_Input_
--- Begin ---
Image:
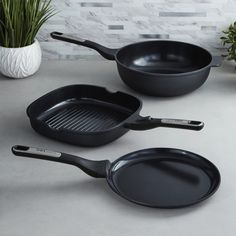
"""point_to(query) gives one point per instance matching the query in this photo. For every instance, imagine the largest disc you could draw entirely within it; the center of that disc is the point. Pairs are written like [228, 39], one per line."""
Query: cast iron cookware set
[88, 115]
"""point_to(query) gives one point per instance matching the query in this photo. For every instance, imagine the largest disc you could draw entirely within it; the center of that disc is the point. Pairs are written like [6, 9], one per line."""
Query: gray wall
[115, 23]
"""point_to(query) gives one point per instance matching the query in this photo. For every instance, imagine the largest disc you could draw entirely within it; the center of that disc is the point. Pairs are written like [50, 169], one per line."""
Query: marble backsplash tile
[116, 23]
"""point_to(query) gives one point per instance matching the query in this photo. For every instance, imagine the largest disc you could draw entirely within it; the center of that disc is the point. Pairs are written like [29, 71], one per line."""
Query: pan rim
[207, 195]
[163, 74]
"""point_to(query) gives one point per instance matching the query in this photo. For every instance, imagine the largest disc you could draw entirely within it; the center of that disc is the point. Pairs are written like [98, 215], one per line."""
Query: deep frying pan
[89, 115]
[157, 68]
[157, 177]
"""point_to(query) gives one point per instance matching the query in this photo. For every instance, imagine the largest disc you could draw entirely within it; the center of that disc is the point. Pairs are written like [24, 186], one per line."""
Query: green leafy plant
[229, 40]
[20, 21]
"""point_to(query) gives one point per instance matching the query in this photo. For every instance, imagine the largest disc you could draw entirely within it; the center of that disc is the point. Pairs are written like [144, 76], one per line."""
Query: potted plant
[229, 40]
[20, 21]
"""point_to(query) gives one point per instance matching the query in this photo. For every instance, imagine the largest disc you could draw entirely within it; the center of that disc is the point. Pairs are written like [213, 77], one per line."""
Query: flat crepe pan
[156, 177]
[88, 115]
[158, 67]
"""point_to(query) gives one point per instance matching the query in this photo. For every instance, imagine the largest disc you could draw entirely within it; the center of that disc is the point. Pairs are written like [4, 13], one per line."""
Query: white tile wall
[115, 23]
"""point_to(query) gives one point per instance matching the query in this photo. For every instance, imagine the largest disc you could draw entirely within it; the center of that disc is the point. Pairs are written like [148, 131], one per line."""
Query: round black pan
[158, 68]
[157, 177]
[90, 116]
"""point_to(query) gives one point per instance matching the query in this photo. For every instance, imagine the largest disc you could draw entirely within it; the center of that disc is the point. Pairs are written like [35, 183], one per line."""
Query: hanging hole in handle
[20, 148]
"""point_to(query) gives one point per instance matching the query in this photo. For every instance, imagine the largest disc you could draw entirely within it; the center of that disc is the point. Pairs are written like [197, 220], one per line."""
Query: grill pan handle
[107, 53]
[146, 123]
[97, 169]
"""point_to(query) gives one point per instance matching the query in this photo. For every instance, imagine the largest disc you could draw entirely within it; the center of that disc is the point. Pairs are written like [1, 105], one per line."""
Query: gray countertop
[46, 198]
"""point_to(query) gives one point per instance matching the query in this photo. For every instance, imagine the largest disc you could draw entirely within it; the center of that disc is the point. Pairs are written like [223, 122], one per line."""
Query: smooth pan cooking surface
[156, 177]
[165, 178]
[164, 57]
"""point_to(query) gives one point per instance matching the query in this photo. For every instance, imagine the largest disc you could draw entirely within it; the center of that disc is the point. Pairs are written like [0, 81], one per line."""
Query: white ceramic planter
[20, 62]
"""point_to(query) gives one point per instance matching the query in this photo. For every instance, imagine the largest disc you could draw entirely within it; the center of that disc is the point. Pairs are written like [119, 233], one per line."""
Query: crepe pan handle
[145, 123]
[97, 169]
[107, 53]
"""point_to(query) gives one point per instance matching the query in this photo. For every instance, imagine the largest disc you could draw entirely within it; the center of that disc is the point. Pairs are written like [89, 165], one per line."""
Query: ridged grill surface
[85, 118]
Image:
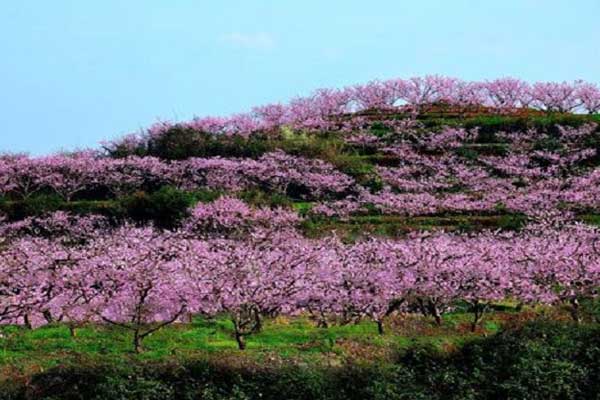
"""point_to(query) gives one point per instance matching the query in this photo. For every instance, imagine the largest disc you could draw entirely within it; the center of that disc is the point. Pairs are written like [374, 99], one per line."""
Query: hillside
[386, 240]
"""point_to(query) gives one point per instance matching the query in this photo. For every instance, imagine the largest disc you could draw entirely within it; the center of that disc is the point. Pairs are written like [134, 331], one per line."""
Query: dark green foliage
[541, 360]
[35, 205]
[179, 143]
[165, 207]
[261, 198]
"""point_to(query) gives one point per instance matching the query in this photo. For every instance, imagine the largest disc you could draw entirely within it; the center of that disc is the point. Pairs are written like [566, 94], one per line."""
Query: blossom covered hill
[389, 199]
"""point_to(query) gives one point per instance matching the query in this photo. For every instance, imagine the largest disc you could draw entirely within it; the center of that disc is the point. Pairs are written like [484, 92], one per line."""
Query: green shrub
[165, 207]
[35, 205]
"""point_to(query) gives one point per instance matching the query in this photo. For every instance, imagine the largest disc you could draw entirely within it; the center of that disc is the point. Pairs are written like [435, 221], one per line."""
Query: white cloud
[260, 41]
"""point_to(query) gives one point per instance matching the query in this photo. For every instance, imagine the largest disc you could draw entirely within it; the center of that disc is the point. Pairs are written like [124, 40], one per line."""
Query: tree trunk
[27, 322]
[72, 330]
[435, 312]
[575, 311]
[478, 310]
[137, 342]
[257, 322]
[48, 316]
[239, 338]
[380, 329]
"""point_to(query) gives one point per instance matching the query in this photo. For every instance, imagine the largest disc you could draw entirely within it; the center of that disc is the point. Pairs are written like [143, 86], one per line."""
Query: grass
[295, 339]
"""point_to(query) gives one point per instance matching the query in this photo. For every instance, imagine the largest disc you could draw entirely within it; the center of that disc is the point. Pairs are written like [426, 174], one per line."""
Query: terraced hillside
[394, 234]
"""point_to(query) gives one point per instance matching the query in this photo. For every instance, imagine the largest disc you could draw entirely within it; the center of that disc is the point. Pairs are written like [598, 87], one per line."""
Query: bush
[32, 206]
[179, 143]
[165, 207]
[540, 360]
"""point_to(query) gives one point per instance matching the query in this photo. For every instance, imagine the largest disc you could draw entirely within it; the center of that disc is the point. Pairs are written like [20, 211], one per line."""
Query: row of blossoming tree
[328, 109]
[250, 263]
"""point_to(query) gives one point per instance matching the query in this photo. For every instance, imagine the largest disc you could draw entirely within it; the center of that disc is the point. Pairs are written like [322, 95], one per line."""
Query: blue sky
--- End ---
_Exercise task_
All of the records need repeating exactly, except for the pictures.

_Right answer_
Image:
"""point_to(query) gives one point per instance matching the query in this photo. For every instance, imagine the largest disc you could draw entirely within it; the center of that disc is the point. Pairs are written like [228, 39], one per line."""
Query: cast iron cookware set
[88, 115]
"""point_to(query) gives one point per instance matching the query in this photo. For every instance, imagine the largest disc you could draw entirely within it; the center of that disc is the point. Pairs are written like [6, 9], one per line."""
Query: gray wall
[115, 23]
"""point_to(query) gives one point per instance matching the query in this photo. For every instance, imagine the largest disc you could draw entirely within it; the center of that disc is the point. Pairs are written like [50, 169], one per line."""
Query: marble backsplash tile
[116, 23]
"""point_to(query) gives one point per instance matching the query in this photo. For every instance, imagine the largest disc you could draw entirely within it; the center of that disc is the point. Pairs are written like [29, 71], one per line."""
Query: pan rim
[207, 195]
[163, 74]
"""point_to(query) gives one point per instance matching the query in this photo. For every instance, imagine the largest disc you could draw entirely within it; the center of that disc is the point. Pairs are written like [98, 215], one per line."""
Query: deep frying pan
[89, 115]
[157, 68]
[157, 177]
"""point_to(query) gives one point per instance matching the query in this photo. For every instance, imagine the largest disc you could draw entirely within it; the center of that disc is the point. Pairs are written like [24, 186], one per line."""
Query: green leafy plant
[229, 40]
[20, 21]
"""point_to(query) gives one point per instance matching the query in this photo. For every instance, imagine the largest disc you could draw entirely within it; the center of that disc is the point. Pairs are written like [144, 76], one per line."""
Query: potted plant
[229, 40]
[20, 21]
"""point_to(query) gives one point per instance matching the query in this photo. For every instance, imagine the largest disc you could draw entirely within it; the center of that disc is the point. Pairs are written like [213, 77], one per line."""
Query: flat crepe pan
[156, 177]
[88, 115]
[158, 67]
"""point_to(query) gives one point per instance matching the query in this photo. For every instance, imagine the largest disc you could draw entirely within it; the center of that disc is the point. Pairs are written like [4, 13], one per line."""
Query: white tile wall
[115, 23]
"""point_to(query) gives one point per instance matching the query in this photo. For every instance, imagine the largest disc you could draw entirely within it; the center of that disc is the point. Pairs are written like [148, 131], one per line."""
Query: round black pan
[158, 68]
[157, 177]
[90, 116]
"""point_to(query) gives one point per instance matching the query in this photo. For every instance, imagine the largest disc you could draw entirely within it; the center of that disc is the point. Pairs are written like [35, 183], one per line."""
Query: hanging hole in handle
[20, 148]
"""point_to(query) gives one point per instance matching the query in this photo. For every instance, imagine the largest disc you could draw entirely within it; the center of that disc is the point. Pairs are written like [197, 220], one per line."""
Query: grill pan handle
[107, 53]
[146, 123]
[97, 169]
"""point_to(query) gives one point per instance matching the query in this photo. For every instance, imagine the largest disc you could draw entirely within it; the center of that disc is the point. Pairs are written like [1, 105], one per line."""
Query: gray countertop
[46, 198]
"""point_to(query) gives one point per instance matching the query in this photo. For every instance, imagine the largest disc you could draw entirely within it; the center of that disc is the point. Pairs are written like [223, 122], one per line."""
Query: smooth pan cooking surface
[156, 177]
[165, 178]
[164, 57]
"""point_to(query) gives one point per instance matching the query in this photo. For every instance, imagine the largest disc you could draw entirely within it; the center of that disc is the point. Pairs are written like [0, 81], one per line."""
Query: white ceramic planter
[20, 62]
"""point_to(query) gives one point per instance matching the query in this photo. For every instance, imagine the largest disc you could draw entirely within it; the center of that disc is the point. Pairs are written like [119, 233], one per line."""
Query: crepe pan handle
[145, 123]
[97, 169]
[107, 53]
"""point_to(query) gives one point per instance matching the query in this photo. For every instance, imagine the largest disc you could draw entirely within it; the center of that disc is the point. Pairs are written like [89, 165], one per line."""
Query: ridged grill surface
[85, 118]
Image:
"""point_to(query) gives one point per instance matching the query in this photo. For every instance, imagine the largest disc you could draw entirely within it; the center of that disc is the point. Pairs are written like [374, 99], one per line."""
Query: hillside
[386, 240]
"""point_to(query) gives one point per instance matching the query in this photo. For every instance, imagine the largest disc you could draw entirely within it; the center of that disc is the point. Pairs are written like [134, 331], one per line."""
Query: dark green foliage
[541, 360]
[35, 205]
[179, 143]
[165, 207]
[261, 198]
"""point_to(query) gives one point per instance matching the query in this photo. For every instance, imagine the largest disc you could draw entirely within it; the center of that disc is the point. Pairs are written like [566, 94], one per line."""
Query: blossom covered hill
[389, 199]
"""point_to(query) gives one point per instance matching the query in this photo. For every instance, imagine the largest disc you could draw entirely within it; the center of that disc is the point. Pairs are written like [484, 92], one per line."""
Query: green shrub
[165, 207]
[35, 205]
"""point_to(query) gives one point per instance matching the query in this photo. For every instance, imagine the largest disc you could draw entirely within it; the center of that disc is the point. Pairs are written like [435, 221], one per line."""
Query: white cloud
[260, 41]
"""point_to(query) gives one point per instance matching the query in this photo. For every instance, imagine the largest disc you could draw entirely within it; the center of that disc is the point. Pairs are written like [124, 40], one per line."""
Query: tree trunk
[27, 322]
[72, 330]
[435, 312]
[575, 311]
[478, 310]
[137, 342]
[257, 322]
[48, 316]
[239, 338]
[380, 329]
"""point_to(query) gives one point per instance matching the query in this photo. For every instance, imagine the largest disc you could draw entirely within it; the center of that disc is the point. Pairs are written like [143, 86], one per line."""
Query: grass
[295, 339]
"""point_to(query) gives one point per instance matching the query in this photo. For every instance, imagine the largest disc you could draw entirely within it; the center of that disc is the point. Pairs are written like [426, 174], one per line."""
Query: terraced hillside
[394, 234]
"""point_to(query) gives one point per instance matching the query in this photo. For every instance, imagine the largest disc you could draw entirely within it; the center of that disc is the point. Pairs are written like [598, 87], one per line."""
Query: bush
[32, 206]
[179, 143]
[165, 207]
[540, 360]
"""point_to(query) gives one point per instance matching the query in this photo. For every instance, imagine the largest disc you could draw entirely within it; the center of that disc is the point. Pairs are written like [20, 211], one per line."""
Query: row of blossoming tree
[328, 109]
[250, 263]
"""point_to(query) gives one point per instance matching the query in this photo. For every instance, imagine the largest disc you could draw entirely within it; the center of that disc is the point. Pairs are written like [322, 95], one per line."""
Query: blue sky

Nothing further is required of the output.